**Goal of the exercise**:
Output every line of the entries from the line containing "Target: utility pole" through the last, exactly, with no other content.

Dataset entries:
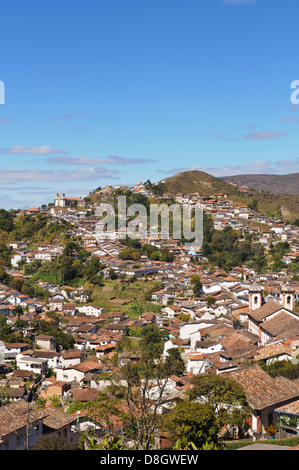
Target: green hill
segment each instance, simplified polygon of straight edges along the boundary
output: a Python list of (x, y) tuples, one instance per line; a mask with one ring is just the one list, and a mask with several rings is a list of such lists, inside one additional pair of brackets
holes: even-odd
[(203, 196), (213, 196), (215, 193), (236, 194), (231, 184), (203, 171), (184, 171), (163, 180), (167, 192), (191, 194), (198, 192)]
[(241, 188), (203, 171), (185, 171), (163, 180), (165, 192), (175, 195), (182, 192), (186, 195), (198, 192), (204, 197), (214, 194), (226, 194), (235, 204), (248, 205), (258, 203), (258, 210), (285, 219), (294, 219), (299, 215), (299, 195), (271, 194), (269, 191), (252, 188)]

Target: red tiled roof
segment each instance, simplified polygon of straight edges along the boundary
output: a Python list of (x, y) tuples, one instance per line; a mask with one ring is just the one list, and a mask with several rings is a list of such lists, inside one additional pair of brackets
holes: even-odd
[(270, 377), (257, 364), (230, 372), (229, 377), (239, 382), (248, 404), (257, 410), (299, 398), (297, 382), (284, 377)]

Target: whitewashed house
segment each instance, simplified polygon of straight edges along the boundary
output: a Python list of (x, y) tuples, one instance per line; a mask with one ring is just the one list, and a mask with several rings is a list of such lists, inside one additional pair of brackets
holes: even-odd
[(87, 304), (87, 305), (78, 307), (78, 312), (85, 313), (85, 315), (99, 317), (100, 315), (104, 314), (104, 309), (101, 307), (97, 307), (96, 305)]
[(18, 354), (16, 364), (18, 369), (27, 370), (42, 377), (45, 377), (47, 373), (48, 361), (46, 359)]

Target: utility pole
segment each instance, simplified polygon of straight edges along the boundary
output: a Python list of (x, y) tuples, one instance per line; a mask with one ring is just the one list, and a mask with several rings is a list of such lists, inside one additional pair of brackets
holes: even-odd
[(28, 391), (28, 397), (27, 397), (27, 411), (26, 411), (26, 450), (29, 450), (29, 424), (30, 424), (30, 401), (32, 398), (32, 389), (33, 386), (29, 389)]
[[(29, 397), (28, 397), (29, 398)], [(26, 450), (29, 450), (29, 400), (27, 401)]]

**Written response**:
Target: utility pole
segment each instance, simplified polygon of straight edges along the boundary
output: a Python list of (x, y) tuples, one instance per line; a mask with one ring is just the one list, and a mask with several rings is a list of such lists, inside one additional pair of brackets
holes: even-odd
[(28, 391), (28, 397), (27, 397), (27, 411), (26, 411), (26, 450), (29, 450), (29, 424), (30, 424), (30, 401), (32, 398), (32, 389), (33, 386), (29, 389)]
[[(29, 397), (28, 397), (29, 398)], [(26, 450), (29, 450), (29, 400), (27, 401)]]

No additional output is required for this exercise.